# [Required work]
Each record must be printed again exactly as given.
*** Opening of Exercise data ***
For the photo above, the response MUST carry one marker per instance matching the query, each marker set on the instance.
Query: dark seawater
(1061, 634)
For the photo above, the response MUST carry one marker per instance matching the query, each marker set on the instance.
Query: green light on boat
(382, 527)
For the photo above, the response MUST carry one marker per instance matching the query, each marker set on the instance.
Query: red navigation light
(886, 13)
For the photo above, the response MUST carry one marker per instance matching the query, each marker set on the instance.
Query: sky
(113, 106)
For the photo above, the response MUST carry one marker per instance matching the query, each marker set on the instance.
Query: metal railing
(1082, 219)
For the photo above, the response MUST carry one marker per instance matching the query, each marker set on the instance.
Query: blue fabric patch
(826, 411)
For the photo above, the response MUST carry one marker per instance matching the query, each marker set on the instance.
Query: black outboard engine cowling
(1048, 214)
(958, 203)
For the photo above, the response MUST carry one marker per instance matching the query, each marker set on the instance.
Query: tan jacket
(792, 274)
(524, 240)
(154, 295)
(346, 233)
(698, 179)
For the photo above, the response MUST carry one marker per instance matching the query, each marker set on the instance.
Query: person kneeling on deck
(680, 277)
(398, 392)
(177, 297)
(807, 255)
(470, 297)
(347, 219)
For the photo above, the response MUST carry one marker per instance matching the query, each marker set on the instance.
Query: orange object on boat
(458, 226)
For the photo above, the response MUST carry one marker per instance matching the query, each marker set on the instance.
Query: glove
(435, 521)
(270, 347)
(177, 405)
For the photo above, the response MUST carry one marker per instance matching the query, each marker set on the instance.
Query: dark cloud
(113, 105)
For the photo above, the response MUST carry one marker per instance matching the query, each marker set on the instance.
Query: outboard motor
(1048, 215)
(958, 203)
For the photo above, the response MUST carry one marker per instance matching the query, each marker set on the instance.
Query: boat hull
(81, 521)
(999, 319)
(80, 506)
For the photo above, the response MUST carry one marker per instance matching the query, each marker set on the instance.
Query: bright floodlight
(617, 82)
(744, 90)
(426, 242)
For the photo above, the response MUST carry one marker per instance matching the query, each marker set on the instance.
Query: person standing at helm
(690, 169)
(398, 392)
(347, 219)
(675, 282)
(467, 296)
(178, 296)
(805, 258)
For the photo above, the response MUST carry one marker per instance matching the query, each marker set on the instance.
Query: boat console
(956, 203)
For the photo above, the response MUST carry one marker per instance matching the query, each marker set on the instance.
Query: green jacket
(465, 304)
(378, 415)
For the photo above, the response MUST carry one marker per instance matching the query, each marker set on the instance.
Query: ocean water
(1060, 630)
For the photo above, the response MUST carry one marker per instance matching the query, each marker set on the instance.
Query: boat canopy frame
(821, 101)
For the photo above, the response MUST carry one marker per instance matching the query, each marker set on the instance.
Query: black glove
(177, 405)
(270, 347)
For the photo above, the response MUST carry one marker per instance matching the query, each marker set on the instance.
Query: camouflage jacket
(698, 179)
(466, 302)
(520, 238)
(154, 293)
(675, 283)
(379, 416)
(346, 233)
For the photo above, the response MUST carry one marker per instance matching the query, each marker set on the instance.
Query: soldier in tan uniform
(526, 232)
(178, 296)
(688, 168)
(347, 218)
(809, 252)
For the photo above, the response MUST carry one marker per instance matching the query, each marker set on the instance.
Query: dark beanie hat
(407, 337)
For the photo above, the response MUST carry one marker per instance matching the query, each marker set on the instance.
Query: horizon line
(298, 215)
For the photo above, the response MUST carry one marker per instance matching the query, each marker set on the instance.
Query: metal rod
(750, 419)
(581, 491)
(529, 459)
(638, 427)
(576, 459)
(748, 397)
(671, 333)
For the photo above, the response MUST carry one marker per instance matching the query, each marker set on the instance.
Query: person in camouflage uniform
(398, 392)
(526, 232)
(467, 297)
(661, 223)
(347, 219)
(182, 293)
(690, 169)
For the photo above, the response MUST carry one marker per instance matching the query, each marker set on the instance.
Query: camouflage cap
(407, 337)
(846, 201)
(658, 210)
*** Close of Exercise data ***
# [Problem solution]
For the photo above, the response MUST carry one marker per instance matching the query, each marker set on the instance.
Query: dark seawater
(1061, 634)
For the photo above, the response MUST carry one marker per instance matching the query, each marker set on the instance.
Query: green light on boat
(382, 527)
For the photo above, the response MUST carry one marker per instance matching the query, each marker set on the instance.
Query: red navigation light
(886, 13)
For the photo above, the response MUST carry one marker per instance matching the query, each marker set on the instance.
Query: sky
(113, 106)
For the photo above, the response MUST carry one marker per instance matching the query, each marker set on the instance.
Query: metal railing
(1082, 219)
For the photo above, the response MUST carry one marker per instance matching the query, each marker set on the instance.
Query: blue fabric patch
(826, 411)
For the photo above, the response MUST carry one marker per instance matching the query, each marker set on the instance.
Query: black outboard engine cowling
(1048, 214)
(958, 203)
For the photo above, the response MUST carry one marker per instance matching the query, each marker set on the instance.
Query: tan jacket
(792, 274)
(524, 240)
(154, 295)
(346, 233)
(698, 179)
For the photo above, the response MUST carry one marker per instance matching the query, each marker set on the instance.
Query: person kneeling on deck
(680, 277)
(398, 392)
(177, 297)
(807, 255)
(470, 297)
(347, 219)
For the photo above, the response MUST carry one marker per instance matching the query, each marker set on the instance.
Query: orange object on boat
(458, 226)
For the photo above, the response MUST carry one marker per instance matching the query, each marker set on the instance.
Query: glove
(435, 521)
(270, 347)
(177, 405)
For the photo above, the response MUST carry one marker per instance matching the query, each marker set on the instance.
Query: dark cloud
(113, 105)
For the photo above, the response MUST carry one marker per instance matching the query, each marker set on the instance.
Query: outboard motor
(1048, 215)
(958, 203)
For the photo above, the response MUST carry one marker per instance matching the query, each marker set on the instance.
Query: boat hull
(81, 521)
(999, 319)
(80, 506)
For the photo above, the response MUST carry one marker per instance matching the query, each marker set on the instance.
Query: bright floodlight
(617, 82)
(744, 90)
(426, 242)
For the photo above, the response MUST carry one marker per instance matching the query, each marker set on the instance.
Query: person standing at helm
(690, 169)
(398, 392)
(347, 219)
(675, 282)
(467, 296)
(178, 296)
(805, 258)
For the photo above, the response MUST carry one marker per instance matching the query, each marker set on the instance.
Query: boat console
(956, 203)
For the photo above, the response MUST carry one marker per instance matching the query, each marker set on the instance.
Query: green jacket
(465, 304)
(378, 415)
For the photo above, the response MUST carry one marker per instance matching the query, each marker set on the instance.
Query: ocean water
(1060, 630)
For the photo above, the response MUST carry one marker per instance matching the query, each marker set on the instance.
Query: boat canopy frame
(821, 101)
For the photo above, the response MUST carry one marker per instance matching the query, each marker set on the instance.
Query: black glove
(177, 405)
(270, 347)
For the photo above, the response MUST carry one marker per instance matching the query, each marker set on the instance.
Query: camouflage jacket
(698, 179)
(466, 302)
(520, 238)
(154, 293)
(675, 283)
(379, 416)
(346, 233)
For the photo above, the response MUST carry one marker per instance matching the query, each marker set on the instance.
Query: soldier in tan uniform
(526, 232)
(178, 296)
(688, 168)
(347, 218)
(809, 252)
For the photo above, the response MUST carry one marker per instance matching the query, each marker set on the instance.
Query: dark beanie hat
(407, 337)
For the photo above, the response MUST carry one marker per instance matching the query, each marker set on the instance.
Query: horizon line
(298, 215)
For the photo above, the response MUST carry one marker per instance matching the query, each marker set on the instance.
Query: metal rod
(750, 419)
(581, 491)
(529, 459)
(638, 427)
(576, 459)
(748, 397)
(671, 333)
For the photo above, the response MUST carry one marker per instance matching the query, each marker set on the instance.
Query: person in camouflage uniform
(398, 392)
(526, 232)
(467, 297)
(661, 223)
(347, 219)
(182, 293)
(690, 169)
For the photo above, the response MUST carry one marker per instance matching the query, each marker set on the instance.
Query: camouflage cap
(407, 337)
(846, 201)
(658, 210)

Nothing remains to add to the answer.